▸ Prompt
Copy the items below that begin with the line containing "Given the following task — detect tall tree" and end with the line containing "[192,137,500,288]", replacing "ocean water" with "sea water" and leaving everything else unchanged. Return only those lines.

▸ Input material

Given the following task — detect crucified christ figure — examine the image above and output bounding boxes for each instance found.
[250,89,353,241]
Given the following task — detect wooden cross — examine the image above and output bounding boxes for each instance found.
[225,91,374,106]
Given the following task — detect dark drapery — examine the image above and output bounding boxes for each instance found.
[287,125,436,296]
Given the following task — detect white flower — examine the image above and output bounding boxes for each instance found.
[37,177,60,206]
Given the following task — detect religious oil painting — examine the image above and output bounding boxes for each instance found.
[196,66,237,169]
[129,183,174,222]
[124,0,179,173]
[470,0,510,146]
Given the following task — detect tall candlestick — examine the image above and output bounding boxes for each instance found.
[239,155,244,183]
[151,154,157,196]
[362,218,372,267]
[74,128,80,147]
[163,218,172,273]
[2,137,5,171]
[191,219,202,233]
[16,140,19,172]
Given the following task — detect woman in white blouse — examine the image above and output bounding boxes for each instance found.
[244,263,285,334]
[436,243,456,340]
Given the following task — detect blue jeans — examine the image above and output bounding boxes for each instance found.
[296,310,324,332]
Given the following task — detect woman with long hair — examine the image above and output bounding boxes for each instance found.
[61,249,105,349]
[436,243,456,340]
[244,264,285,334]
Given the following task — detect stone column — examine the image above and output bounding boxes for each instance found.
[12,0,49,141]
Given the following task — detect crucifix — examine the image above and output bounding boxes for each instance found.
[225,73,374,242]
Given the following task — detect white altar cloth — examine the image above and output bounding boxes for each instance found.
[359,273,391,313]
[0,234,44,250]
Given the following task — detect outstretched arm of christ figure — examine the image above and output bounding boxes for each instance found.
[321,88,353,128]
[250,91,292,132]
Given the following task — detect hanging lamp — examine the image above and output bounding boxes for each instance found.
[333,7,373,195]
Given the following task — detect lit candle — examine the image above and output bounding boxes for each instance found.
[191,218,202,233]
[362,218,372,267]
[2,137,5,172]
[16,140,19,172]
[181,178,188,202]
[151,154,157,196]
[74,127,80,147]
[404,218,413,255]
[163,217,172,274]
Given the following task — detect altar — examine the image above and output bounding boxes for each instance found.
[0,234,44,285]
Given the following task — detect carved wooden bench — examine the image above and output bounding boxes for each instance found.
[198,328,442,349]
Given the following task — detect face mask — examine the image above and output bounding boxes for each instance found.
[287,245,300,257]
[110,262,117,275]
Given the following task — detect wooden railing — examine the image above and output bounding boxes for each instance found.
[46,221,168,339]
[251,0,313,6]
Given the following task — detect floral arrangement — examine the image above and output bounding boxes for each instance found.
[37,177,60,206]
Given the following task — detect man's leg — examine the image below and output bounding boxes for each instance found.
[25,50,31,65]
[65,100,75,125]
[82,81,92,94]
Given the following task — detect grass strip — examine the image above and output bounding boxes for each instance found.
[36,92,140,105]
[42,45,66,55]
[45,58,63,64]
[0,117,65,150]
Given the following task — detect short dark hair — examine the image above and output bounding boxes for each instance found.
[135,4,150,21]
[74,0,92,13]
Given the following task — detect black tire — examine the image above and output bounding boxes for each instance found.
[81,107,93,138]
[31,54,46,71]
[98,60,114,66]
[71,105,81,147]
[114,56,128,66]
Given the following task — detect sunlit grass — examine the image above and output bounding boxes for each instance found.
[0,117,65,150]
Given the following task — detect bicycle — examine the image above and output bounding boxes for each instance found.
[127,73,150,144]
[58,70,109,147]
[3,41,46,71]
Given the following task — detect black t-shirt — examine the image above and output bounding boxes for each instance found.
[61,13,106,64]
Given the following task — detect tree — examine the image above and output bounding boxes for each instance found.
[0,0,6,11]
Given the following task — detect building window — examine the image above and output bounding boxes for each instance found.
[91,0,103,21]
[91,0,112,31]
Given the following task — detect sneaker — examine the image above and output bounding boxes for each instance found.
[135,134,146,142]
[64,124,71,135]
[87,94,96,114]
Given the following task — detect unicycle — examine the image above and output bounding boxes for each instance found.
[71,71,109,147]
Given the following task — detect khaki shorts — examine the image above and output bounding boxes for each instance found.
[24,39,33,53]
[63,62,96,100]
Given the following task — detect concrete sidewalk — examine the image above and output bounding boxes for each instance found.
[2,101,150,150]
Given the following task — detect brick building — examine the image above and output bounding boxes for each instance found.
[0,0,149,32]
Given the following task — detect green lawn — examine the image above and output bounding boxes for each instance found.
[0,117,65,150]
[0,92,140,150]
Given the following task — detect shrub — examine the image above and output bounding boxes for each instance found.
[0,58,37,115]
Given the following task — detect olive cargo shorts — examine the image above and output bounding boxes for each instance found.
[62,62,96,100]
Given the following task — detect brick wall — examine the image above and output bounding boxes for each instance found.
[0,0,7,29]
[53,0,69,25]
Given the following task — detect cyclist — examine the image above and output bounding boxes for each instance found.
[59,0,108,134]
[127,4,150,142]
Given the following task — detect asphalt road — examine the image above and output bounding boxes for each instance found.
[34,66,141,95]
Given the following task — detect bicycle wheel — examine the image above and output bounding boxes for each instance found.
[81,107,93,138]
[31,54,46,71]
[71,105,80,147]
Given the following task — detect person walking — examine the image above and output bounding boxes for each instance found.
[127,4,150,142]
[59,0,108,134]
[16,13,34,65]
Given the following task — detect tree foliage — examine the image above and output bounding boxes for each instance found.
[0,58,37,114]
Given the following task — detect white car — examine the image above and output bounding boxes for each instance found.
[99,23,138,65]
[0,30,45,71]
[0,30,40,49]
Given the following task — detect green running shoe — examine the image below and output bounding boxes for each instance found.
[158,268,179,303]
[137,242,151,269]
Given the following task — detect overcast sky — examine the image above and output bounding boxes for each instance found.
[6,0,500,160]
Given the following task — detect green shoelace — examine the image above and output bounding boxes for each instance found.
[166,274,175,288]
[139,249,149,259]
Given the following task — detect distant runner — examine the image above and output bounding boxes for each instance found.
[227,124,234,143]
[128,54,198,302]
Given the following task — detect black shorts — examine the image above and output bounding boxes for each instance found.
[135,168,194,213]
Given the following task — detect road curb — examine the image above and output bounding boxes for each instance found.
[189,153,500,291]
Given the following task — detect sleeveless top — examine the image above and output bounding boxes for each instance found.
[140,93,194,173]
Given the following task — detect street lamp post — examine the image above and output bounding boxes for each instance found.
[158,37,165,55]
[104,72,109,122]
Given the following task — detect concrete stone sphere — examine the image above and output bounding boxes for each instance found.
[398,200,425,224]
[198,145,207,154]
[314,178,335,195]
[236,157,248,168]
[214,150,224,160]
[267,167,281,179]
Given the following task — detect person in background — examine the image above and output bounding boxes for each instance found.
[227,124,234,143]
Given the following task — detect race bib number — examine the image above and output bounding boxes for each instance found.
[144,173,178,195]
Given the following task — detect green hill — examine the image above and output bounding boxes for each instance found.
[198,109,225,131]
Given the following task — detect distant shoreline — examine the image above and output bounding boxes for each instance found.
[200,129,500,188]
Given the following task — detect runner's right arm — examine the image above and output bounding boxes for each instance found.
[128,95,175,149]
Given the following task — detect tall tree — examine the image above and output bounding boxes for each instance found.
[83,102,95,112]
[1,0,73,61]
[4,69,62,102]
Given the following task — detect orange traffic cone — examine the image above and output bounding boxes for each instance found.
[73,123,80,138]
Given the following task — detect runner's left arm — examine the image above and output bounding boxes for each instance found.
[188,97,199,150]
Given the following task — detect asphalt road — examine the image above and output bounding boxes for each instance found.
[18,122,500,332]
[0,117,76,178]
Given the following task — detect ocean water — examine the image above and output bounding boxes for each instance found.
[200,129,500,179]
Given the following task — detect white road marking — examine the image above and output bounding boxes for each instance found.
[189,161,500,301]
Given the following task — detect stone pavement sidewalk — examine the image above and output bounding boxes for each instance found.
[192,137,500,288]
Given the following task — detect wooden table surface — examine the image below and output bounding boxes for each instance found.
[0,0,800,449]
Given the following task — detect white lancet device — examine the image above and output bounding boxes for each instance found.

▸ Response to this exercise
Given the following task — detect tall tree — examine the image above and output bounding boxes for each instance found.
[83,102,95,112]
[1,0,73,61]
[4,69,62,102]
Given the following task — detect orange traffic cone — examine the image above and output bounding boxes for each instance found.
[73,123,80,138]
Given the following task — detect runner's left arm — examine the image above and output bounding boxes for each instance found.
[188,97,199,150]
Given the following task — detect asphalt road — examine the image above and output bounding boxes for each instance found.
[18,122,500,332]
[0,117,76,178]
Given the following task — detect sea water — examine the image above and output bounding boxes for each instance found.
[200,129,500,179]
Given the following task — detect white road marking — examine the image above and output bounding boxes for each instance found.
[189,161,500,301]
Given the following task — detect stone pavement sidewalk — examine the image above and output bounding boxes for each instance found.
[192,137,500,288]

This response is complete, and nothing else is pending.